→ **STATED GOAL**
Your task is to print all of the data word for word.

Start of DATASET EXTRACT

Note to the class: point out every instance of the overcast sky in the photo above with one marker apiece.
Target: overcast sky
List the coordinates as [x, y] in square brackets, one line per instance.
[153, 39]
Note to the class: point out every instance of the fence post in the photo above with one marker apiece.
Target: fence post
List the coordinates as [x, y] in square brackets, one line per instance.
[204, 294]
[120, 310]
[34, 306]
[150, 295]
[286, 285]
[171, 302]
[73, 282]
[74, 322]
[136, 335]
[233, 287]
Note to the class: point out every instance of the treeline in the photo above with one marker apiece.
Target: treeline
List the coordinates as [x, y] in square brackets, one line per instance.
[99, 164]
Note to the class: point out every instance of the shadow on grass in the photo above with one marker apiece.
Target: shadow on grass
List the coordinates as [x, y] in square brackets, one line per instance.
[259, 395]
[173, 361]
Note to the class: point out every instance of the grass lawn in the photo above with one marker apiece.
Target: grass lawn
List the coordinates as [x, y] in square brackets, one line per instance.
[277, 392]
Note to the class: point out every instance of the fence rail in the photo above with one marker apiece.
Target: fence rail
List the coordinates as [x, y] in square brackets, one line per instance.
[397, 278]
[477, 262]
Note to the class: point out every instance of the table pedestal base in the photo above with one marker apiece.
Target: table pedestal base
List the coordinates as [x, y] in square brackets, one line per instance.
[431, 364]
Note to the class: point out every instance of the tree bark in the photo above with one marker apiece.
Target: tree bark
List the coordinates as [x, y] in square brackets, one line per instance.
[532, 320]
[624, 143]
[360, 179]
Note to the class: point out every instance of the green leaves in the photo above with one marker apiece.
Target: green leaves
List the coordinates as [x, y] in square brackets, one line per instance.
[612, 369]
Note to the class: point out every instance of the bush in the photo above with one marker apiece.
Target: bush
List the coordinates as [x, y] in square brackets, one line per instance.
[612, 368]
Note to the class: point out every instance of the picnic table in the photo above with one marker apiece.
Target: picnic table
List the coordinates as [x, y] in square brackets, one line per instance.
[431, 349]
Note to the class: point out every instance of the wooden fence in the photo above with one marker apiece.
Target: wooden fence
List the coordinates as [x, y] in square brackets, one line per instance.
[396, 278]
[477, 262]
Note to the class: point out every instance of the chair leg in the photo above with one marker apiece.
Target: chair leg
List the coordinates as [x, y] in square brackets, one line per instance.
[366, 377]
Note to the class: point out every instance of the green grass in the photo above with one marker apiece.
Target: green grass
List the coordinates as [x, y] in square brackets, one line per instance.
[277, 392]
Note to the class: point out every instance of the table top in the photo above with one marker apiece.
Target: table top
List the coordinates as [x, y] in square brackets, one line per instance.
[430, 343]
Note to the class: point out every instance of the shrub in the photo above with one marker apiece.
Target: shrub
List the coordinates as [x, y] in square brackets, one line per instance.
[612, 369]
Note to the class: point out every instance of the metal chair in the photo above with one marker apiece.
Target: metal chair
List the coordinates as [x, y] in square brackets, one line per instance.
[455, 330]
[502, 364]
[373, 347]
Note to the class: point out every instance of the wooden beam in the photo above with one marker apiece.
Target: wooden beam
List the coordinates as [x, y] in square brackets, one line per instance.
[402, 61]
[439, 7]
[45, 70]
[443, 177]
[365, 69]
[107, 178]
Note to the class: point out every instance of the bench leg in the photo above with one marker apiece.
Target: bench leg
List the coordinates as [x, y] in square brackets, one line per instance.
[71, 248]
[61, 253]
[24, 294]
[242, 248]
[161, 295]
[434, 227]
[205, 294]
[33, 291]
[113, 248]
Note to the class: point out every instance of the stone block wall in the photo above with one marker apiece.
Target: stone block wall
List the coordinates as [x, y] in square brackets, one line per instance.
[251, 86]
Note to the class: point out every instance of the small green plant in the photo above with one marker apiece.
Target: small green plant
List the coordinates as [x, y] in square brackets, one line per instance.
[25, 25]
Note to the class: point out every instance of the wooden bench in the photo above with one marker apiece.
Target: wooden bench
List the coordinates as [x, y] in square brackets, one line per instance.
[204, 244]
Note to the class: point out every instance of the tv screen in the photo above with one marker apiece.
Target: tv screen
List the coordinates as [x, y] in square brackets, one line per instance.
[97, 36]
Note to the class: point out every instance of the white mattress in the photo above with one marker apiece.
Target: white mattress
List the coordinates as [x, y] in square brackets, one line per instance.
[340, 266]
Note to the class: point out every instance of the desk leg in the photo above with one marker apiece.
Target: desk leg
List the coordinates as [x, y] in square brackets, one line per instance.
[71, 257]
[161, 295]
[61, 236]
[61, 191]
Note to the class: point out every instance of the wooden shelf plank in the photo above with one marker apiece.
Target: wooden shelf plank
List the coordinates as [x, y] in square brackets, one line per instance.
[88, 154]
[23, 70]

End of DATASET EXTRACT

→ **PROBLEM SOLUTION**
Note to the class: point out every instance of the overcast sky in the photo above with one marker apiece.
Target: overcast sky
List the coordinates as [x, y] in square brackets, one line per instance.
[153, 39]
Note to the class: point out every instance of the fence post in the photo above with one marker apiece.
Target: fence post
List the coordinates as [x, y] in square brackets, one line per instance.
[204, 294]
[120, 310]
[34, 306]
[150, 295]
[286, 285]
[171, 302]
[73, 282]
[74, 322]
[136, 335]
[233, 287]
Note to the class: point out every instance of the treeline in the photo above with one marker apiece.
Target: treeline
List the coordinates as [x, y] in square brackets, one line per instance.
[99, 164]
Note to the class: point out every instance of the shadow on grass in the photo above with one marker apiece.
Target: shadow on grass
List the coordinates as [x, y] in square brackets, one line per instance.
[259, 395]
[173, 361]
Note to the class: point out every instance of the grass lawn in the photo above with one marker apiece.
Target: grass lawn
List the coordinates as [x, y] in square brackets, one line per instance.
[277, 392]
Note to the class: point out every instance of the fence rail in the photo above with one marker apiece.
Target: fence rail
List the coordinates as [x, y] in square brackets, one line per instance.
[397, 278]
[477, 262]
Note to the class: point out every instance of the table pedestal base in the photo above with one marker apiece.
Target: table pedestal base
List the coordinates as [x, y] in square brackets, one line per instance.
[431, 364]
Note to the class: point out every instance of the tree bark in the photo above with one marker apiece.
Target: tree bark
List the coordinates as [x, y] in square brackets, one line per instance.
[532, 320]
[624, 143]
[360, 179]
Note to the class: point out every instance of the green leaves in the photo above with one marker apiece.
Target: green leaves
List the coordinates as [x, y] in square brackets, one line per instance.
[612, 369]
Note to the class: point out every instance of the bush in the photo above with one marker apiece.
Target: bush
List the coordinates as [x, y] in square brackets, one line per instance.
[612, 368]
Note to the class: point out every instance of the picnic table in the photo above with one marker apiece.
Target: picnic table
List the coordinates as [x, y] in square brackets, one line per instance.
[431, 349]
Note to the class: point out every instance of the wooden fence in the photo above with one marker apiece.
Target: wooden fence
List the coordinates as [x, y] in square brackets, one line per instance.
[396, 278]
[477, 262]
Note to the class: point out every instance of the chair leg in the photo above with one marker apiece.
Target: chair leg
List the coordinates as [x, y] in square brackets, one line per instance.
[366, 377]
Note to the class: point out every instance of the green grass in the photo above with one marker apiece.
Target: green grass
List the coordinates as [x, y] in square brackets, one line per instance.
[277, 392]
Note to the class: point out every instance of the table top in the photo above with one marker apiece.
Target: table top
List the coordinates as [x, y] in square brackets, one line per instance.
[430, 343]
Note to the class: point out every instance of the shrub in the photo above with one marker apiece.
Target: shrub
List the coordinates as [x, y] in square brackets, one line per instance.
[612, 369]
Note to the class: point out every instance of the metal chair in the photo above with one marker apiece.
Target: metal chair
List the coordinates as [x, y] in square brackets, one line per instance.
[455, 330]
[502, 364]
[373, 347]
Note to the class: point out every instance of the wooden beam in the photo above with one marker apiece.
Target: wooden beam
List the coordinates as [x, y] in square brackets, one line per instance.
[402, 61]
[439, 7]
[45, 70]
[443, 177]
[365, 69]
[107, 178]
Note to the class: point out every instance of the bench leg in the photo above with one marker apiece.
Target: bench leg
List the coordinates as [x, y] in square brackets, one line per instance.
[71, 248]
[61, 253]
[24, 294]
[242, 248]
[161, 295]
[434, 227]
[205, 294]
[33, 291]
[113, 248]
Note to the class: point out every instance of the stone block wall in the photo above with one marker apiece.
Target: stone block wall
List the coordinates as [x, y] in square brackets, one line per instance.
[251, 86]
Note to the class: point out every instance of the small green plant in the photo above with one marker apiece.
Target: small green plant
List the coordinates as [x, y] in square brackets, one line per instance.
[25, 25]
Note to the class: point out every instance of the wooden bench in the photo above with one marker apiece.
Target: wooden bench
List the coordinates as [x, y] in square brackets, one line per instance.
[204, 244]
Note to the class: point out every instance of the tv screen in the photo above with one marker apiece.
Target: tv screen
List the coordinates as [x, y] in square brackets, one line per instance.
[97, 36]
Note to the class: point out every instance of the white mattress in the photo above with one marker apiece.
Target: white mattress
List the coordinates as [x, y] in square brackets, one line per instance.
[340, 266]
Note to the class: point out every instance of the desk leg in the photo above with one marker apiece.
Target: desk leg
List the coordinates as [x, y] in square brackets, one line per instance.
[71, 257]
[161, 295]
[61, 236]
[61, 191]
Note to the class: point out every instance of the wooden shelf plank in the photo above with one marker apiece.
Target: wooden shelf plank
List the coordinates as [x, y] in square brackets, one line per instance.
[88, 154]
[23, 70]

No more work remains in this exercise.